# Work task
Can you continue the article about menopause doctors debunking myths on HRT, starting right after its final sentence?

Menopause doctors debunk myths about HRT amid shortage - as seen in Wales Online
Dr Michelle Olver is an accredited menopause specialist and trainer for the BMS and the Faculty of Sexual and Reproductive Healthcare (FSRH). She plays an active role in education in both undergraduate, postgraduate, primary and secondary care settings and has worked with the FSRH to devise the new educational products offered by them to teach health care professionals about the menopause. More than half the world's population will experience menopause in their lifetime. So the number of misconceptions which still surround the topic is disappointing at best.
On average, women will hit menopause at the age of 51, while perimenopause can start as early as the late 30s. More than 75% of women will get symptoms, according to the National Library of Medicine. Hot flushes, brittle bones, anxiety, depression, brain fog, low libido, UTIs, insomnia, joint pain and heavy vaginal bleeding are just a few debilitating side effects that women can experience.
Hormone Replacement Therapy (HRT) is a group of treatments used to combat the physical and mental effects of the menopause. For many, HRT is a lifeline as they struggle to go about their normal lives without it. However, others recoil in horror at the thought of taking it - even menopause sufferers who are very unwell.
Can I take HRT if I'm at risk of breast cancer?
The three leading causes of death in women now are stroke, heart disease and dementia and HRT can potentially help with two out of three of those things. Lots of people automatically think breast cancer is the leading cause of death in women and then they decide they don't want to take HRT.
I have breast cancer referrals all the time which say: 'this lady can’t have HRT'. It’s all about helping them understand what we know about the risks, talking to them and then signposting them to evidence so they can make a decision for themselves.

# Data excerpts
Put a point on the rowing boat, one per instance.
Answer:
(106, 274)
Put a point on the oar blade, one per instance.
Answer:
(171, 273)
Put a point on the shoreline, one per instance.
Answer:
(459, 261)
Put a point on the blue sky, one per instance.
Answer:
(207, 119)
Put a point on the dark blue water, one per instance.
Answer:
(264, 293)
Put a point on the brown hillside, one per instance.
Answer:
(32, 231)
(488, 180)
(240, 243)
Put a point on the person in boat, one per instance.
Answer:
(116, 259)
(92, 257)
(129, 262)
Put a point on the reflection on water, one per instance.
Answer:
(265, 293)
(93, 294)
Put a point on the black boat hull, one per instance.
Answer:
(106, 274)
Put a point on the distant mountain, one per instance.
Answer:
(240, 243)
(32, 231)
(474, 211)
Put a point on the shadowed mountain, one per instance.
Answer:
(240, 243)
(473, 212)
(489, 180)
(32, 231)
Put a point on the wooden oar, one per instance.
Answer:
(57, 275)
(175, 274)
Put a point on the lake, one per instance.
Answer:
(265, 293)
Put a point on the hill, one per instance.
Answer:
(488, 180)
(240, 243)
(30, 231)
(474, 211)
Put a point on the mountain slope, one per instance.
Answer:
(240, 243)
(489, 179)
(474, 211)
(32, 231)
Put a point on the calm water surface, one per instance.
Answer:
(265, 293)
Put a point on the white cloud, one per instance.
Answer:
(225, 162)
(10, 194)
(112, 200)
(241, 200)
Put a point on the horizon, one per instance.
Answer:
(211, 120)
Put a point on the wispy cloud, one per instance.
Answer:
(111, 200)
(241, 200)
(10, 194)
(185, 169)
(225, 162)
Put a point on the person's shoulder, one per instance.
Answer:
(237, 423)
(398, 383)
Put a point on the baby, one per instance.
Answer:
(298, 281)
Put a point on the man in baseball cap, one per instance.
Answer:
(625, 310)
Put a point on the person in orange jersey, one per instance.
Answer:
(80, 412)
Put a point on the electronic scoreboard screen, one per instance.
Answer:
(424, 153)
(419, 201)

# Result for this task
We have women who could have [complications] associated with HRT but they accept the risk. I wouldn’t tell somebody not to do a bungee jump because there’s a chance they’d die. It’s up to them to make that decision on whether that risk is worth it for them, for quality of life, and we support women through those decisions.
Although some women would be willing to take that small risk to ensure they had a better quality of life, other women with the same small risk might not want to take the chance. It should be up to the individual with the support of education.
What are the health risks associated with menopause if I don't take HRT?
As previously stated, heart disease is one of the top three killers of women, along with strokes and dementia. Although the 2002 study suggested that HRT increased a woman's chance of having a heart attack, recent studies challenge this theory and suggest - particularly with modern types of HRT - the opposite is true.
Is there anyone who can't take HRT?
There isn’t anyone I wouldn’t give HRT to if they were aware of all the risks. The biggest thing I can think of is breast cancer, especially women who have oestrogen sensitivity cancers. But even the NICE guidelines say women who are having really severe symptoms and are having a really poor quality of life and have breast cancer, we can trial them with HRT as long as they are informed.
Are there any alternatives?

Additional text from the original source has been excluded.